— start —

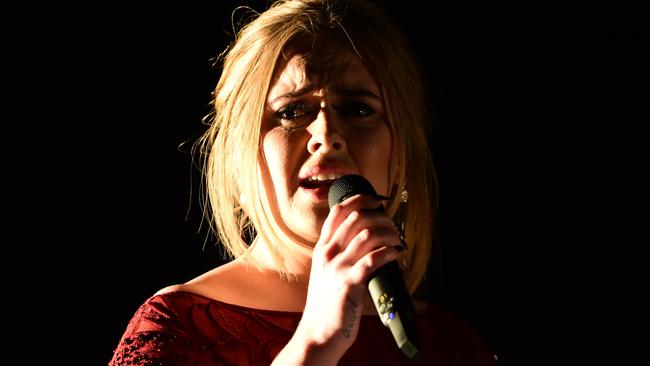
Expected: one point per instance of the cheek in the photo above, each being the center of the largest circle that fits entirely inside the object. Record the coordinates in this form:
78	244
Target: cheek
279	153
373	155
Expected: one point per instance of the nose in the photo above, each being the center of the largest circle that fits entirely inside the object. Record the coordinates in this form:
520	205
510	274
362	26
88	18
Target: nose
327	133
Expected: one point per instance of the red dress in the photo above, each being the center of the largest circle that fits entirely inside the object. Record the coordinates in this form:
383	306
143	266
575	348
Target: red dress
183	328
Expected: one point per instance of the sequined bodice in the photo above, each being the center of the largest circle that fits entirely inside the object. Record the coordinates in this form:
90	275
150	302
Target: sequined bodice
182	328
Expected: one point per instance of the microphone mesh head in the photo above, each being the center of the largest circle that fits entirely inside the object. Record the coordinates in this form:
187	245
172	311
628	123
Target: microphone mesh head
347	186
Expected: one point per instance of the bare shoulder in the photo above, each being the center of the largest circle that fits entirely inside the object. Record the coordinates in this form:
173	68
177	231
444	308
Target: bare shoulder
233	282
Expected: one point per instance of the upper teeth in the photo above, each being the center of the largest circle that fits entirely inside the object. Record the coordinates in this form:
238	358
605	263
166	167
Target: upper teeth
321	177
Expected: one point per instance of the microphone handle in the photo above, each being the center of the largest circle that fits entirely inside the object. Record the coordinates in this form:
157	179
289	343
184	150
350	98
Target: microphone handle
394	306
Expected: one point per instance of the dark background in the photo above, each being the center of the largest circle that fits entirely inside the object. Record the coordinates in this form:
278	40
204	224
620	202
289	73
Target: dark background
535	112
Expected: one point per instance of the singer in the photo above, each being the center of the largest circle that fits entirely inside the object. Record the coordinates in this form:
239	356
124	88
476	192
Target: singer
310	91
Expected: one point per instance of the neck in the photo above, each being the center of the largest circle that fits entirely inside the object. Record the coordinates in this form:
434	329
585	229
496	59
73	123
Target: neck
299	268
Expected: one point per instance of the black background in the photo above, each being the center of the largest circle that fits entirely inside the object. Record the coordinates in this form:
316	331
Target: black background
535	112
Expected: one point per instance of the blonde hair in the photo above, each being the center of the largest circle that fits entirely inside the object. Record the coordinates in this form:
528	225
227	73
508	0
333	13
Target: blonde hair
231	153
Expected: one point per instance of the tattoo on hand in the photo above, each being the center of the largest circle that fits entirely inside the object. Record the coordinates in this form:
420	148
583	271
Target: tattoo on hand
353	318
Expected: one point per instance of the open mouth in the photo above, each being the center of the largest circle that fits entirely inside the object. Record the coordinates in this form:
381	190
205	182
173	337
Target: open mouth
316	183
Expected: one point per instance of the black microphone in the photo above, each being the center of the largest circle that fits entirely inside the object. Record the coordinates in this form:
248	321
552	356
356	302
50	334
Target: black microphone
386	284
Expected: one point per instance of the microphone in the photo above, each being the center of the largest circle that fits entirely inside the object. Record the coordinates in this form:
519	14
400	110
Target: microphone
386	285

— end —

▶ **Written instruction**
Copy out all of the entries above, substituting "image above" for every "photo above" and leaving everything else as it is. Omit the pictures.

▶ **Written answer**
Expected: one point per instance of the cheek in the image above, each being the center of the largest circle that fits entirely inside the object. Record the coordinates in this form:
78	244
Target: cheek
279	153
373	155
Expected: one point per instance of the nose in the image above, each being the center of the largest circle that fits entirely inside the object. Record the coordinates in this form:
520	205
510	274
362	26
88	18
Target: nose
327	133
Expected: one point per instance of the red dress in the image above, each being the center of the largest circle that fits entirely inside the object. Record the coordinates in this form:
383	306
143	266
575	348
Target: red dress
183	328
Expected: one point per instance of the sequined bodice in the image above, each being the center of the largest circle that fits entirely inside the object. Record the coordinates in this form:
90	275
150	302
Target: sequined bodice
182	328
Expected: one point per instance of the microphone mesh head in the image above, each being the center of the largest circle that fits entirely inside the object. Record the coordinates in this form:
187	245
172	311
628	123
Target: microphone mesh head
347	186
Expected: one point per instance of the bare shoulder in the image above, each being the center of the largest circle that fits entirely inside the object. Record the coordinates in this form:
173	68
177	231
444	308
Target: bare shoulder
233	282
Expected: one point per instance of the upper teeth in the image above, each being the center of the largest circle that fits entirely inside the object. Record the coordinates in this form:
238	358
605	263
166	167
Target: upper teeth
321	177
Expected: one point per instance of the microphone handle in the image above, each being the center of the largest circle that fits entirely inside the object. Record the coordinates in this form:
157	179
289	343
184	150
350	98
Target: microphone handle
394	306
Expected: one point per instance of the dark background in the image above, each being the center of the largest circle that fits entirely inside the object. Record the coordinates in this form:
278	40
204	224
620	202
289	73
Target: dark background
535	112
Expected: one point per instance of the singer in the image above, each being the center of the largest circle that fits entirely inside the object. Record the coordinates in this form:
239	356
124	88
476	192
Target: singer
310	91
Expected: one point per instance of the neck in the image above, each being the center of the largest circle that fits entirely inside the object. Record the coordinates in this form:
434	329
585	229
496	59
73	123
Target: neck
299	268
Expected: one point per instance of the black background in the image above, each being the center of the largest circle that fits entirely inside the object. Record the coordinates in this form:
316	331
Target: black background
535	112
Expected: one point per instance of the blonde hair in the image above, each being the center of the largest circle that fits entirely inside the object. Record the coordinates in this form:
528	225
227	73
508	0
333	13
Target: blonde hair
231	153
Expected: one point per instance of the tattoo on hand in the image above, each being the center of the largest circle that fits entirely inside the object. Record the coordinates in this form:
420	148
583	271
Target: tattoo on hand
353	318
Expected: one point per instance of the open mouth in the image above, each being the center of the largest circle that fits entirely inside the object. Record the coordinates in this form:
381	190
205	182
173	337
Target: open mouth
316	183
Expected: one point per instance of the black microphone in the image above, each being the center of the largest circle that fits entirely inside the object. Record the coordinates in this form:
248	321
552	356
356	302
50	334
Target: black microphone
386	284
Expected: one point per instance of the microphone in the image above, each being the center of the largest circle that fits entirely inside the object. Record the coordinates in this form:
519	14
400	110
Target: microphone
386	285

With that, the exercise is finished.